▶ _Information_
= = = = =

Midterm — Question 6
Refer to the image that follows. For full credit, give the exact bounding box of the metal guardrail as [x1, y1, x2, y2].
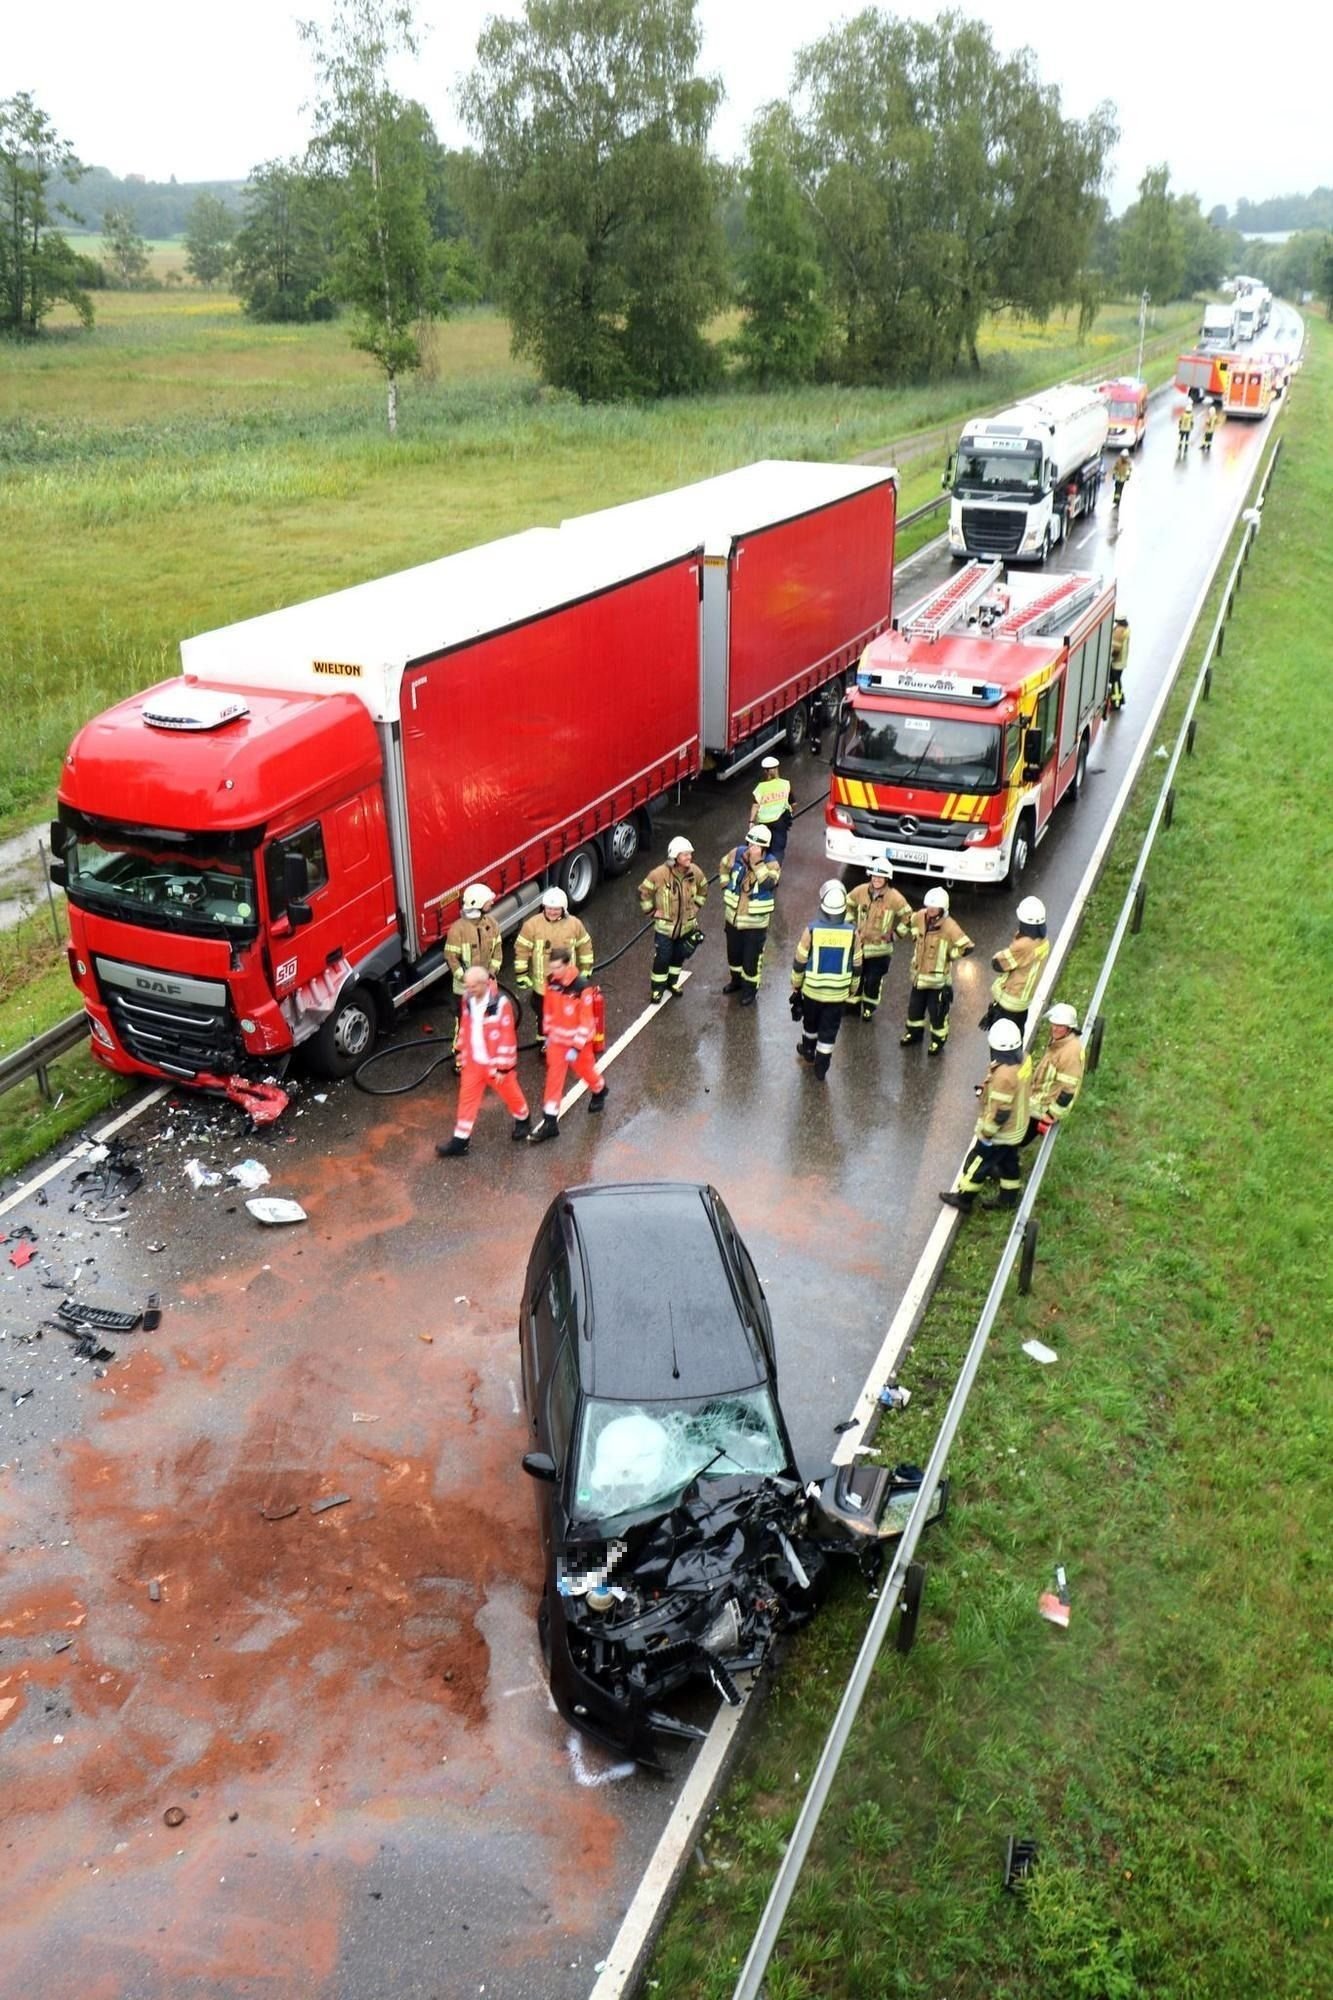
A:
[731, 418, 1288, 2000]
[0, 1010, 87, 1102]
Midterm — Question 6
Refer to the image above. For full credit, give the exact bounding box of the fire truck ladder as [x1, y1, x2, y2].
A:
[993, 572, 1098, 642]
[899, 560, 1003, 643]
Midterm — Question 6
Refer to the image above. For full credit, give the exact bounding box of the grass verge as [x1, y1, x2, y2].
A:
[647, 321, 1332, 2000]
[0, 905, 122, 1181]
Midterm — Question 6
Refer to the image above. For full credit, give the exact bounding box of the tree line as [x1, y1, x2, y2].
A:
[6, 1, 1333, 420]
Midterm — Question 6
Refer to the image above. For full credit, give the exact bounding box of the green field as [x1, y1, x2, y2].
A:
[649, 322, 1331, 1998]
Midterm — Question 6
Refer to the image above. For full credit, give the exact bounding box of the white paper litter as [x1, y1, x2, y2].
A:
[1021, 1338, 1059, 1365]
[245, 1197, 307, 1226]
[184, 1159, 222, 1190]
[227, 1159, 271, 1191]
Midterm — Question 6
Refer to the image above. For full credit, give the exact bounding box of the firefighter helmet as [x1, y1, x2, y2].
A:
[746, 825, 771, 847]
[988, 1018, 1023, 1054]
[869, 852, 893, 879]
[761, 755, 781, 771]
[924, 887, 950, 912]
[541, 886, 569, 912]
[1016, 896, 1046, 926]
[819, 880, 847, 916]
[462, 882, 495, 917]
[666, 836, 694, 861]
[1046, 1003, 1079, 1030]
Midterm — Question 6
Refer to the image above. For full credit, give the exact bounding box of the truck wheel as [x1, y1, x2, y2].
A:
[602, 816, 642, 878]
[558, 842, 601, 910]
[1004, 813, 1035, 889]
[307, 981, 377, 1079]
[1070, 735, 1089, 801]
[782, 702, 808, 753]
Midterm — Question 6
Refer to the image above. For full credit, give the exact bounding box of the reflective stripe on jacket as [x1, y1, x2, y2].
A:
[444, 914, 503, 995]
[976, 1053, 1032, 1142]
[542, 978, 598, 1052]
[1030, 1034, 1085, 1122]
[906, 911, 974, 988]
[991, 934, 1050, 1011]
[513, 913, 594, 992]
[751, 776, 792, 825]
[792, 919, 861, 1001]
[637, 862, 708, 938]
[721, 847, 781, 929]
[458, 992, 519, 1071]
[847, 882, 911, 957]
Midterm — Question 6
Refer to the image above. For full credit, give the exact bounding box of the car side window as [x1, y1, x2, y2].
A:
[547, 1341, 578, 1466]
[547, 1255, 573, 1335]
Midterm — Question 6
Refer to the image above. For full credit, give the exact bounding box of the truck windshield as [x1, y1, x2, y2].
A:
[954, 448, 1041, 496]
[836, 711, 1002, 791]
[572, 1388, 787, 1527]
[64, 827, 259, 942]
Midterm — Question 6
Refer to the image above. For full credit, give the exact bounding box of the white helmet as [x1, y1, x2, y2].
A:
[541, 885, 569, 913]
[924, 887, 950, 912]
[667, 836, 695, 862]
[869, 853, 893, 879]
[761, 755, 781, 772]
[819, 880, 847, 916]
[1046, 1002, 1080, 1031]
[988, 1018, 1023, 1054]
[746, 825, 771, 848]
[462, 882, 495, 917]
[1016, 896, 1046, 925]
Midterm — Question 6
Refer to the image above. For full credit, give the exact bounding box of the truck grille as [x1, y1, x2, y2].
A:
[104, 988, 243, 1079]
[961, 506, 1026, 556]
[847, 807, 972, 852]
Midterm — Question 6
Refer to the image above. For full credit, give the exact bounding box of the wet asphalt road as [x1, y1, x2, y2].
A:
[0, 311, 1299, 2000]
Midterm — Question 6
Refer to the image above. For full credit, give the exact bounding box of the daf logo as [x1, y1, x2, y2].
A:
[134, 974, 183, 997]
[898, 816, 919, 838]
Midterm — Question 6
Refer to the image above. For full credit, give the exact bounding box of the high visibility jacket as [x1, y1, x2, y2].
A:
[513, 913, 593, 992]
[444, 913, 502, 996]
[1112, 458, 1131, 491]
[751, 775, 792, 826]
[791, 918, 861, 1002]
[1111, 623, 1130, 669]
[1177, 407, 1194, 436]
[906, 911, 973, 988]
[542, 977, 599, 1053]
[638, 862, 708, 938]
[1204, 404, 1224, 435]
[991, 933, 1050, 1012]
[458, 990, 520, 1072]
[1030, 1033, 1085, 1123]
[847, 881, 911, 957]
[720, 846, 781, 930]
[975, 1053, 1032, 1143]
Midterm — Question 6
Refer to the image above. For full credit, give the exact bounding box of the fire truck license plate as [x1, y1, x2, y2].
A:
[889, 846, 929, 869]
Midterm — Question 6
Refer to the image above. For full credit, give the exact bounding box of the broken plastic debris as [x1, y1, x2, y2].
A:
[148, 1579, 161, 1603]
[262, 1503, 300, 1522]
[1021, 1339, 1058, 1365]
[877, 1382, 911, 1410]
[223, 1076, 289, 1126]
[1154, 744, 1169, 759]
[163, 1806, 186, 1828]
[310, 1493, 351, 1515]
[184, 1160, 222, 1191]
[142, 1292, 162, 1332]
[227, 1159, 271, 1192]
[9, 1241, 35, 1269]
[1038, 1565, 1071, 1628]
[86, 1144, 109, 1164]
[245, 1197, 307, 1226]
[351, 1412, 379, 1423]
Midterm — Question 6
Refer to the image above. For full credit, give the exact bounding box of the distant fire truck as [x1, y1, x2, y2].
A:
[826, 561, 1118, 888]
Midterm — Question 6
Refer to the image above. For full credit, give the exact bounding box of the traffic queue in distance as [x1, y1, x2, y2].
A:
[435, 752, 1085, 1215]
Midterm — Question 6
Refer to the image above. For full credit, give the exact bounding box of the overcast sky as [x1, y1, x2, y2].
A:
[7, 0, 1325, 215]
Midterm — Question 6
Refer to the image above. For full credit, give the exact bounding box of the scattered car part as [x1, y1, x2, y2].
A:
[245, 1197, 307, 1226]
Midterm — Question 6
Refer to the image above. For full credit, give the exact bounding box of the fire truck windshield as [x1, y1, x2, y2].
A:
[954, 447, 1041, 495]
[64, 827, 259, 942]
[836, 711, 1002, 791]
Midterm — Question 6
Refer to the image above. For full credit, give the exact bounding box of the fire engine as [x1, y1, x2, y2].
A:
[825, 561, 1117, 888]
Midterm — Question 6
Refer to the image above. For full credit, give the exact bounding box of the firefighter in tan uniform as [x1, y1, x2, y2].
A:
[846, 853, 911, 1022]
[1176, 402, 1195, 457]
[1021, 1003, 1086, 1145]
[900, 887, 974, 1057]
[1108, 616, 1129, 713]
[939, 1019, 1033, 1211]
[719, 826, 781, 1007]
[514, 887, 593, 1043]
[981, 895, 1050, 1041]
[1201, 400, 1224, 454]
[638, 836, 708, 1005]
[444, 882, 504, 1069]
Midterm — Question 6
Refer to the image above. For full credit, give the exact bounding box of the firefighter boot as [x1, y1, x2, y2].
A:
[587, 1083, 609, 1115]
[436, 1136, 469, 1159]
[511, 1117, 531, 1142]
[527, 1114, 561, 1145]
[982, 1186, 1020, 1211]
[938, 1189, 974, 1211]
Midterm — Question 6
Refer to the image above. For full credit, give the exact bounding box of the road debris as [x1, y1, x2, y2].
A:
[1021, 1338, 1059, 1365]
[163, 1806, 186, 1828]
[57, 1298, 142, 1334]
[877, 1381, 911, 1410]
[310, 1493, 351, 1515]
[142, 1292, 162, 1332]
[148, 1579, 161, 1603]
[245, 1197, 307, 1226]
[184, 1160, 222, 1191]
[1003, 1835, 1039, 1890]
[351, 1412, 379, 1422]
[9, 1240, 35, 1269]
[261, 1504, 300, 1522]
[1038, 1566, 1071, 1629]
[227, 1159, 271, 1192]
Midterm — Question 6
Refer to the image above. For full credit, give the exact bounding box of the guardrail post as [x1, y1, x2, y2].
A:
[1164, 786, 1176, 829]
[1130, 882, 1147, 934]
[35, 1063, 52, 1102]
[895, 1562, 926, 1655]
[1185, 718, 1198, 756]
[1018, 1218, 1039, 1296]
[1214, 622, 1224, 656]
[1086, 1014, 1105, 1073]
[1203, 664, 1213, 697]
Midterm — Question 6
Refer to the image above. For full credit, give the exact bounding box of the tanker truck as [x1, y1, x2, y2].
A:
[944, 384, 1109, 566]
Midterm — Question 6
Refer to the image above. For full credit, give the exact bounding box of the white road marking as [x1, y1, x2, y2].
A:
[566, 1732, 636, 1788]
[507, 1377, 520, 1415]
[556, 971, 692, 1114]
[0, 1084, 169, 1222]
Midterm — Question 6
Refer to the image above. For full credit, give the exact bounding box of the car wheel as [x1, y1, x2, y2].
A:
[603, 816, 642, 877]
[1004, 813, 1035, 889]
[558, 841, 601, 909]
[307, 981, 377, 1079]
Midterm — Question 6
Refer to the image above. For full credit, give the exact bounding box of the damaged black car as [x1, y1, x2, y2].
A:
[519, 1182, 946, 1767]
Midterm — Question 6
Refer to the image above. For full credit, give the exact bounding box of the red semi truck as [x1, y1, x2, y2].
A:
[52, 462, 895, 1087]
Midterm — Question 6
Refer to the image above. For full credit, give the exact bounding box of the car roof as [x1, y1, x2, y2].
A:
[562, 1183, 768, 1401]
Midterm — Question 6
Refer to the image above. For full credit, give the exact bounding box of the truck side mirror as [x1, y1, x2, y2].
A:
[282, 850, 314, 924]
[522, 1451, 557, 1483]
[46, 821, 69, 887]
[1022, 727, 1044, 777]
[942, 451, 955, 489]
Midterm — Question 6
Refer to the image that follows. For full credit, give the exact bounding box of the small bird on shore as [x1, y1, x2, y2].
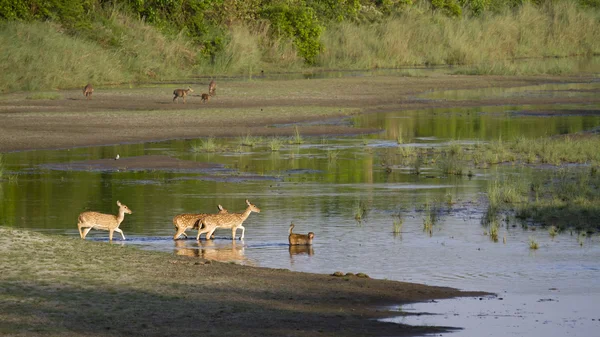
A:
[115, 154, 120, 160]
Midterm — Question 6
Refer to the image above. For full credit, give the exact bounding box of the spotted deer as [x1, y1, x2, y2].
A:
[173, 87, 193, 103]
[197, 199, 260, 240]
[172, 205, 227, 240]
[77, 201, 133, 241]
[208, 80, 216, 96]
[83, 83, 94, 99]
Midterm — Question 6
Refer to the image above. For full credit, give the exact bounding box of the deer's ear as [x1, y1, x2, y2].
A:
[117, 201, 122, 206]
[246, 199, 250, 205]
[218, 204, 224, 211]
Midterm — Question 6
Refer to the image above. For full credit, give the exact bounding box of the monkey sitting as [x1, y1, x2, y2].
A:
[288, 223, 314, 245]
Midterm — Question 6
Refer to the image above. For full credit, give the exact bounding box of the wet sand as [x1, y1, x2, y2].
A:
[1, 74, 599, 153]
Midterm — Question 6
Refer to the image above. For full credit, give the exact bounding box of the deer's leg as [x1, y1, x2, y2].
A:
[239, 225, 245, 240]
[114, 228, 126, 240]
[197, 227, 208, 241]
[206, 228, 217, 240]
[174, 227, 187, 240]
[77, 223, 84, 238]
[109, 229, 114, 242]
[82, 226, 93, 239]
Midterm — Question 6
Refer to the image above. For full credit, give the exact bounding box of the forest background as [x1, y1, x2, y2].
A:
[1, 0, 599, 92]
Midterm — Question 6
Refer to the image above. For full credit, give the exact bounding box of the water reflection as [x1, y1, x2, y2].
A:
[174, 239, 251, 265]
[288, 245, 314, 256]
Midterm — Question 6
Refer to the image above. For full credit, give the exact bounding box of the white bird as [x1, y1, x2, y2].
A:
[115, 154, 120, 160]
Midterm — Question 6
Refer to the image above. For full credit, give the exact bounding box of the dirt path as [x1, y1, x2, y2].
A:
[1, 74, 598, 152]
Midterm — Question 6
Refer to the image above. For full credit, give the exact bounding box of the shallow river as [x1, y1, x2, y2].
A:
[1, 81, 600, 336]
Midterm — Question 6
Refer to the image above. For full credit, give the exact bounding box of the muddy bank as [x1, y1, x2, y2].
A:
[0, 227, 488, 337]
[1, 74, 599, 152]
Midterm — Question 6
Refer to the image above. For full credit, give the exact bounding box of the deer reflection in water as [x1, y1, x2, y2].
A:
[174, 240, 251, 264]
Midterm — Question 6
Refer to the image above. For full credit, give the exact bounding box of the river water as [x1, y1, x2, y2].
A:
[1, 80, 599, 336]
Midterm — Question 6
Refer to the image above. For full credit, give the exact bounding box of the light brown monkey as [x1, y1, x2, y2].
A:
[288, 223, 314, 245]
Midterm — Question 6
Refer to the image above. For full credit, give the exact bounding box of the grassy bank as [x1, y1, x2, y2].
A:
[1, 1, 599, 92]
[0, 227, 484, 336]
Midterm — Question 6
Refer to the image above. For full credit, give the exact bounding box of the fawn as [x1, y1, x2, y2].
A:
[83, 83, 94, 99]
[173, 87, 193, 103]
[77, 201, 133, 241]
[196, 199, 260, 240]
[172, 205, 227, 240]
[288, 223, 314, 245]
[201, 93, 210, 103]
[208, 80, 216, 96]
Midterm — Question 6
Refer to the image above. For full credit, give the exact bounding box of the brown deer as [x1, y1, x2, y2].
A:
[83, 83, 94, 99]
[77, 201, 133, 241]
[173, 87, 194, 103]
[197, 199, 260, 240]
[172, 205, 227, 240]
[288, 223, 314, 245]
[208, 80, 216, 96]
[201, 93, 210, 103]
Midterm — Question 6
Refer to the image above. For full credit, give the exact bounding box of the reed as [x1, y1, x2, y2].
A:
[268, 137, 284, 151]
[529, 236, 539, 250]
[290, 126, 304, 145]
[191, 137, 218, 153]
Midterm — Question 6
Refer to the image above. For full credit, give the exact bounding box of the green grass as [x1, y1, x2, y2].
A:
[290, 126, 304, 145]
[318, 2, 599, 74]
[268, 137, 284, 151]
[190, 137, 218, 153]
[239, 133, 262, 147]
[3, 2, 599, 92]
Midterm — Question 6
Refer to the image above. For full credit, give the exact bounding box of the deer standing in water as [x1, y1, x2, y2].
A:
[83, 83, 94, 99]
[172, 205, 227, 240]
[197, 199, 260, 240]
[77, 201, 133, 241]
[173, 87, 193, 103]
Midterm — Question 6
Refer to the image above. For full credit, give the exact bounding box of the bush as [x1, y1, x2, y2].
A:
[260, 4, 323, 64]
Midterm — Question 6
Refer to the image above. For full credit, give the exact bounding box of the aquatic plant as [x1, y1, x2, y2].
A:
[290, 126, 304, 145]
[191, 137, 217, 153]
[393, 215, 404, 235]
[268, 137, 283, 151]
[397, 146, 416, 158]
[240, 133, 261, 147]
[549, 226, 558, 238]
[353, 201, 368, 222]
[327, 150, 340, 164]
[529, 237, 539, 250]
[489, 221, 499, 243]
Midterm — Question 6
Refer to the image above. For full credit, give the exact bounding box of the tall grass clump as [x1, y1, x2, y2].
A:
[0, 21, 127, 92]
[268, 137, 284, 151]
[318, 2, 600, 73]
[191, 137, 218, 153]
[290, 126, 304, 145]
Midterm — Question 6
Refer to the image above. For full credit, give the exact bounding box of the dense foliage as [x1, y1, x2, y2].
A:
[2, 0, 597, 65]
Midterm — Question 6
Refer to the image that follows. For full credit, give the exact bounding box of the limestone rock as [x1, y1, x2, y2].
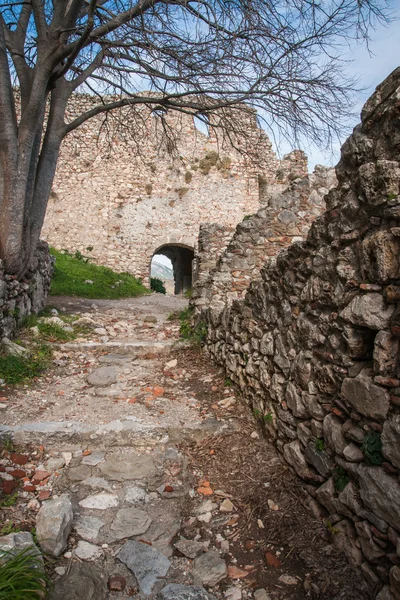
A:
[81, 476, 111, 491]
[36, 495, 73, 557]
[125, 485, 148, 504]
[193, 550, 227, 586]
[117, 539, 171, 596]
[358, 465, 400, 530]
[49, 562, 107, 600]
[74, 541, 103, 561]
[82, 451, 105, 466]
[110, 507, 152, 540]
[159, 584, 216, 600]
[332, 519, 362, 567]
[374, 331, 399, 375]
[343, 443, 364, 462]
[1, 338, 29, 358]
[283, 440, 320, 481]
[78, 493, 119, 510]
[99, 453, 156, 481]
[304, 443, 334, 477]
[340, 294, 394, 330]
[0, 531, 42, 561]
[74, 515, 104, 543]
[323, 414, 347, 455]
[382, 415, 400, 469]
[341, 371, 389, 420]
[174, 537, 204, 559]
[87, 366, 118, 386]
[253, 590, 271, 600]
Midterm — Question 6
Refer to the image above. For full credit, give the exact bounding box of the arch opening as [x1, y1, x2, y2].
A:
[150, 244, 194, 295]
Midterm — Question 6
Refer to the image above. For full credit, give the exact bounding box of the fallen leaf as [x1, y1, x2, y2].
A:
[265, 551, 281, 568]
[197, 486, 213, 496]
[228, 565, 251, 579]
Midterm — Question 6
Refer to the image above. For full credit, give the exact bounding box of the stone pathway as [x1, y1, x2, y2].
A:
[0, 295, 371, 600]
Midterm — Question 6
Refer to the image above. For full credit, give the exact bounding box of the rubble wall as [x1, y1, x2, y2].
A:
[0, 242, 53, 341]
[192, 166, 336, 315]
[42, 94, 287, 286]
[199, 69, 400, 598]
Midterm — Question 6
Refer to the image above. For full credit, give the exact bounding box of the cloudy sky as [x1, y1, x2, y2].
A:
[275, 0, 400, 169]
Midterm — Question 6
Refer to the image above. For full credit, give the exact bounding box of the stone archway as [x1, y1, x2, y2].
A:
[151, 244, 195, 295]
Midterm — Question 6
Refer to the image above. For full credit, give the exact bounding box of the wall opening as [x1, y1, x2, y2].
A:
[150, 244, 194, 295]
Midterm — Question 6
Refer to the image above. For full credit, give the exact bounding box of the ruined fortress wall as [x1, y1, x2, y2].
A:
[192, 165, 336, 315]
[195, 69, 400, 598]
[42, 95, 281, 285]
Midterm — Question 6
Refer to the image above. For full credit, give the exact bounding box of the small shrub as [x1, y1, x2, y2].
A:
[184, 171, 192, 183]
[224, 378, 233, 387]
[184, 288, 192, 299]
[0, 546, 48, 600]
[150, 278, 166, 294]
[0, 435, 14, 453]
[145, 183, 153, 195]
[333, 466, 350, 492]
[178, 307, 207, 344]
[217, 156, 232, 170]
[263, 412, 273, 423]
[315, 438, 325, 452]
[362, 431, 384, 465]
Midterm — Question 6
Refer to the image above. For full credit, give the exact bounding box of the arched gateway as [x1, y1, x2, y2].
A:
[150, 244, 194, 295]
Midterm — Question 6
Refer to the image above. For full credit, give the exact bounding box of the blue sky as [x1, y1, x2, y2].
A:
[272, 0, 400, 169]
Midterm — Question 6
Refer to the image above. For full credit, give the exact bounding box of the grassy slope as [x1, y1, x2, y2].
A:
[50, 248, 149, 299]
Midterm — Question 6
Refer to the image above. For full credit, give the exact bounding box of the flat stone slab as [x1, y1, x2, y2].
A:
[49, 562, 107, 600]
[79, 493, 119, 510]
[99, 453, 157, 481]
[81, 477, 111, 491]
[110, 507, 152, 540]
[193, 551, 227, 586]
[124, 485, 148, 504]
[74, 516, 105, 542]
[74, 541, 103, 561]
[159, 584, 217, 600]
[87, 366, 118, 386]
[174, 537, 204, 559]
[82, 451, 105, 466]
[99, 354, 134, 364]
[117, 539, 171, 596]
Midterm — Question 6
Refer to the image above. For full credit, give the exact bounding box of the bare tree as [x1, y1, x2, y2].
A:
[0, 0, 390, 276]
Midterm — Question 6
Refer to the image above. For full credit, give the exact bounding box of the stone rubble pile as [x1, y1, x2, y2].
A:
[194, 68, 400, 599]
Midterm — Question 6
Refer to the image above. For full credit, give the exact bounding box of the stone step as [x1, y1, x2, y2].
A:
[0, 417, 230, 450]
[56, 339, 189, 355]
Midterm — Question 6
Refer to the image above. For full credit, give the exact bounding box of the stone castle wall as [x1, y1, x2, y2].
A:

= = = = =

Filter on the word "opening": copy each matching line from the entries above.

▶ _Reply_
Refer to the image above. For full credit, give the exact bounding box of the arch opening as [x1, y1, x2, y2].
Refer to the image above. For full credit, give the exact bounding box of the wall opening as [x1, y1, x2, y2].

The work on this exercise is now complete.